Mission
The mission of the undergraduate biochemistry program is to develop students' knowledge in the modern foundations underlying biochemistry, cell biology, genetics, microbiology, and chemistry. The program will foster a culture that values our students, strives to help them become selflearners and promotes an understanding that social consciousness and ethical behavior are essential features of a principled biochemistry community. The program will train students for graduate programs in science or as professionals in a variety of school, government or private laboratory positions.
Program Educational Objectives
1. Graduates will work as members of multidisciplinary teams (pharmaceutical, biology and chemistry) and develop and practice written and oral communication skills, both within the team and for a broader audience.
2. Graduates will have the ability to solve theoretical and openended biochemical problems with opportunities to design and conduct biochemical experiments to meet specific needs and constraints.
3. Graduates will recognize the importance of continued selfimprovement, to engage in lifelong learning, and to advance the wellbeing of our community through an understanding of the social, ethical and cultural context of their work.
Student Learning Outcomes
a. Students will bring together the modern foundational knowledge underlying biochemistry, cell biology, genetics, microbiology, and chemistry.

WHAT TO DO:
Write the next part of the biochemistry program description, continuing after its final sentence. The material that follows is not needed for any task here.

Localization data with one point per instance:
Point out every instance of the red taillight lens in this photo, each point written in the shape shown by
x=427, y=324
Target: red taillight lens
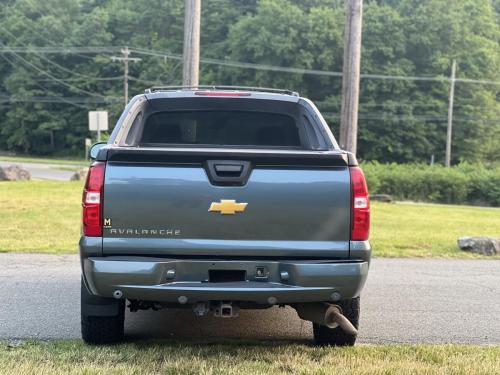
x=360, y=204
x=92, y=200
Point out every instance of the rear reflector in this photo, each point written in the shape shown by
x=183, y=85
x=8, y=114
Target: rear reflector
x=221, y=93
x=360, y=206
x=92, y=200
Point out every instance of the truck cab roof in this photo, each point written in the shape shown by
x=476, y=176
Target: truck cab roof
x=160, y=92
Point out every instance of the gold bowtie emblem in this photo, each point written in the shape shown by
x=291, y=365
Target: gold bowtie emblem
x=227, y=207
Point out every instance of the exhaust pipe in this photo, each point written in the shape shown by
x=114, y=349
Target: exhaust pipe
x=326, y=315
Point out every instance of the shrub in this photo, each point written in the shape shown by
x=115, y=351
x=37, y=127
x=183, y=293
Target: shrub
x=462, y=184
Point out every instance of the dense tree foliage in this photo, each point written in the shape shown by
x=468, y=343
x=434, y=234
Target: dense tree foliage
x=45, y=94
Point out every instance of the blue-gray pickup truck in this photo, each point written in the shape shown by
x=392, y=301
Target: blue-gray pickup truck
x=216, y=199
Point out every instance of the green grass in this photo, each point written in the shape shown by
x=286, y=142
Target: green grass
x=33, y=159
x=40, y=216
x=428, y=230
x=73, y=357
x=44, y=216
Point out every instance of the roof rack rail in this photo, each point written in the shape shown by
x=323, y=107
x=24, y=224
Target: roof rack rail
x=208, y=87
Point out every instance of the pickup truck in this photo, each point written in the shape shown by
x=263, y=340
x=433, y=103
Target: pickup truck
x=216, y=199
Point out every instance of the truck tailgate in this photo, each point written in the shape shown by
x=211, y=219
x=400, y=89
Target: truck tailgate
x=157, y=203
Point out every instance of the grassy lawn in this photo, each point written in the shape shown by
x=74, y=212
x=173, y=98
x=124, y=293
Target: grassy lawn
x=44, y=216
x=73, y=357
x=428, y=230
x=32, y=159
x=40, y=216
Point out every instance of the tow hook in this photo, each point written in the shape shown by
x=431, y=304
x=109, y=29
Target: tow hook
x=326, y=315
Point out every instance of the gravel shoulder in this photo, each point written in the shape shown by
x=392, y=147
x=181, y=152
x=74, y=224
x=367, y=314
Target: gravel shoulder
x=404, y=301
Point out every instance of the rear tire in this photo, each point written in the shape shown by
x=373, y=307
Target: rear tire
x=336, y=336
x=101, y=329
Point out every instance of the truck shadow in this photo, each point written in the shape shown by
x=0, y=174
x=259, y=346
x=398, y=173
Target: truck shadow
x=181, y=325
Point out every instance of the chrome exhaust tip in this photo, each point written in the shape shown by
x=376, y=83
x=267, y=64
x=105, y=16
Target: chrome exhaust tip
x=326, y=315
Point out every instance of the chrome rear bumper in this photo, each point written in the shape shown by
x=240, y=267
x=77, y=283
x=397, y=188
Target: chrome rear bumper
x=188, y=281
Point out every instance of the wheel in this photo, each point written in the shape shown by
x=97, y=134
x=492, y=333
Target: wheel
x=336, y=336
x=102, y=318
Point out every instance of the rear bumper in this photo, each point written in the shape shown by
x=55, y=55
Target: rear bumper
x=285, y=281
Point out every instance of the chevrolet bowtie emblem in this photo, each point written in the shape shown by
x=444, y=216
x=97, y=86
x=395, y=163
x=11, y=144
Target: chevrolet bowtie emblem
x=227, y=207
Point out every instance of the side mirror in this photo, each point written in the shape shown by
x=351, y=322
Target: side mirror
x=94, y=150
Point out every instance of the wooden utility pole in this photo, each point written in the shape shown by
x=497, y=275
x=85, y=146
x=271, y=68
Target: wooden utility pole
x=350, y=79
x=125, y=59
x=191, y=55
x=447, y=162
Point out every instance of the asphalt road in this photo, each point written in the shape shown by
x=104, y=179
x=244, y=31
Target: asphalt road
x=405, y=300
x=40, y=171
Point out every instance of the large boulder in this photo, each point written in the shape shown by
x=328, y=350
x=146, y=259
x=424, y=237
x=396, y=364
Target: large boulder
x=14, y=173
x=480, y=245
x=81, y=175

REPLY:
b. Extrapolate the understanding of the relationships between chemistry and biological sciences.
c. Explain, model and conceptualize chemical and life processes at the molecular level.
d. Manipulate, synthesize, and analyze molecules and their properties using contemporary laboratory equipment, methods and computer software.
e. Practice safe handling of equipment, molecules, and organisms.
f. Apply concepts of approximation, estimation, precision, and accuracy in biochemistry data acquisition.
g. Communicate the results of their work to chemists, biologists or to a lay audience.
h. Recognize the need for and have the ability to engage in lifelong learning.
i. Find employment in a health laboratory, in industry or in government, or be accepted into graduate studies or find employment in school systems.
j. Develop an awareness of ethical, professional and social issues and responsibilities.